**TEXTO FORNECIDO:**
Também tem isso. Sou profundamente agradecido ao Papai do Céu porque é Dele que veio essa distinção, que me permite apresentar a todos como o magnata que sou. Quanto imagino ter em grana viva? Nada. Sou um duro como qualquer brasileiro de classe média baixa, que tem que ralar todo dia se quiser colocar alguma coisa no bucho. Também não tenho propriedades nem títulos ou ações que possam atestar o lastro da minha fortuna.

 

Porque sou rico? Aliás, porque sou exageradamente trilionário? É porque sou pai de uma criança deficiente. Como se vê, não sou o único nesse time de privilegiados. Somos milhares em todo o mundo a conviver com a graça suprema de ter um filho com limitações de diferentes necessidades, mas verdadeiras fontes de geração do mais puro e verdadeiro amor.

 

Só quem convive com esses seres de luz tão especiais pode referendar o que afirmo e validar a certeza da grande fortuna que Deus me permitiu conquistar. Digo mais: a recompensa por ter um filho deficiente começa exatamente no momento em que essa criança desabrocha para a vida. Todo o cuidado que se deve ter com uma saúde sempre delicada: com um suporte físico e educacional constante só aumentam o retorno em afeto e ensinamentos que um deficiente nos transmite nas suas menores reações.

 

Ao mesmo tempo em que nos desdobramos em cuidados, nos agigantamos em cada conquista de uma pessoa que consegue, ainda que vagamente, superar uma dificuldade física, mental ou cognitiva. O filho deficiente nos torna pai de todas as demais crianças do mundo, deficientes ou não. Passamos a enxergar na geração do amanhã o estuário de paz e bem com que gostaríamos que o planeta se transformasse. Somos cada vez mais estimulados a dar a nossa contribuição, seja ela do tamanho que for, para que a nenhuma criança seja negada a oportunidade de crescer em graça, beleza e inteligência, que somados aos ideais de vida e liberdade, há de torná-las, no futuro que se a vizinha, nos homens e mulheres que construirão o mundo ideal com que sonhamos.

**EXERCÍCIO PROPOSTO 1:**
Diga se cada afirmação concorda com o texto sobre ser pai de uma criança deficiente, respondendo sim ou não e citando literalmente as palavras do texto que decidem a questão. (a) Quem escreve possui propriedades, títulos ou ações. (b) Quem escreve atribui sua riqueza ao fato de ser pai de uma criança deficiente. (c) O filho deficiente torna quem o cria pai apenas de outras crianças deficientes.
**EXERCÍCIO PROPOSTO 2:**
Continue o texto sobre ser pai de uma criança deficiente a partir da última frase apresentada.
Não é preciso consultar as entradas em nenhum momento.

**DADOS FORNECIDOS:**
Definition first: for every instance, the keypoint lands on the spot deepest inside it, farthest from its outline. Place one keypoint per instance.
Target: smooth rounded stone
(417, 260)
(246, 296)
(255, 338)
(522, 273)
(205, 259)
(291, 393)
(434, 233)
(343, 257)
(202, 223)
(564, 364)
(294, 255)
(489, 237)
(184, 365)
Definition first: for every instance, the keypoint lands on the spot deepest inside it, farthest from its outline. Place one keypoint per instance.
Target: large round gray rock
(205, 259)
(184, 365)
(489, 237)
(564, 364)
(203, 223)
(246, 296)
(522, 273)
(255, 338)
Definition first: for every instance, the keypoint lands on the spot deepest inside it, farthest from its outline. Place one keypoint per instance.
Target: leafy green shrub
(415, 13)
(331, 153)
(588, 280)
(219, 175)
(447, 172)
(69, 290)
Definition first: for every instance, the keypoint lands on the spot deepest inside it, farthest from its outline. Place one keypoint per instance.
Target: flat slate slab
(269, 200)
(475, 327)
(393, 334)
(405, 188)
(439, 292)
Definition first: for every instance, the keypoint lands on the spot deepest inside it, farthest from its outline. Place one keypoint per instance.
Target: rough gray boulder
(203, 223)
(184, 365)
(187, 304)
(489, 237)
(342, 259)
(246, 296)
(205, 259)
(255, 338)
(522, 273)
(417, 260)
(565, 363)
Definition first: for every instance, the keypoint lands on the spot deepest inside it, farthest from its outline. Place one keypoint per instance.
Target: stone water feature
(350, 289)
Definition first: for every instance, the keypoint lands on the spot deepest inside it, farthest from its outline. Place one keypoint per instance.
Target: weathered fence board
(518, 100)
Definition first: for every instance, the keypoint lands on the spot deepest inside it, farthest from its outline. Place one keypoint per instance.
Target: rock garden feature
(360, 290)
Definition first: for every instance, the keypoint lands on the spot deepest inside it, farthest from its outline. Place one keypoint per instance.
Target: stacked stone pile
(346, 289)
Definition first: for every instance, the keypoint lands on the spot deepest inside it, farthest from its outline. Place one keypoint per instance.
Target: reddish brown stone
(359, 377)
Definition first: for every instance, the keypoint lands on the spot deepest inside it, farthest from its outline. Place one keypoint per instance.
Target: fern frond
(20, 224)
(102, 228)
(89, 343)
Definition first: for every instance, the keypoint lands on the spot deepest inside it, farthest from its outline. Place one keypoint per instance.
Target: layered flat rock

**RESULTADO FINAL 1:**
(a) Não: "Também não tenho propriedades nem títulos ou ações que possam atestar o lastro da minha fortuna."
(b) Sim: "É porque sou pai de uma criança deficiente."
(c) Não: "O filho deficiente nos torna pai de todas as demais crianças do mundo, deficientes ou não."

**RESULTADO FINAL 2:**
 

É nessa escola de doação plena que também nos identificamos com o próximo. Aprendemos que fazer amizades e se relacionar sem cobranças e sobretudo, sem preconceitos, torna a nossa caminhada pela vida mais prazerosa e agradável. Aguça a nossa visão de mundo e nos torna cada vez mais capazes de sobrepor aos desafios comuns sempre confiantes na nossa capacidade de superação.

 

Num país como o nosso, onde as políticas sociais não passam de utopia, ser pai de um deficiente exige todo o nosso esforço e nos leva ao encontro de outros pais, para que juntos possamos encontrar soluções adequadas aos problemas que desejamos possibilitar que qualquer deficiente supere. A contrapor ao alheamento social onde muitos de nós colocamos os deficientes, estes exalam doses cada vez mais maciças de amor, que aos poucos vão desenhando uma nova chama de esperança em nossos corações, provando a todos que, onde há amor verdadeiro, as barreiras  estão fadadas a desaparecer plenamente.

 

Aproxime-se de um deficiente se você tiver essa disposição, e descubra por si mesmo como é ser milionário de amor e afeto sem medidas.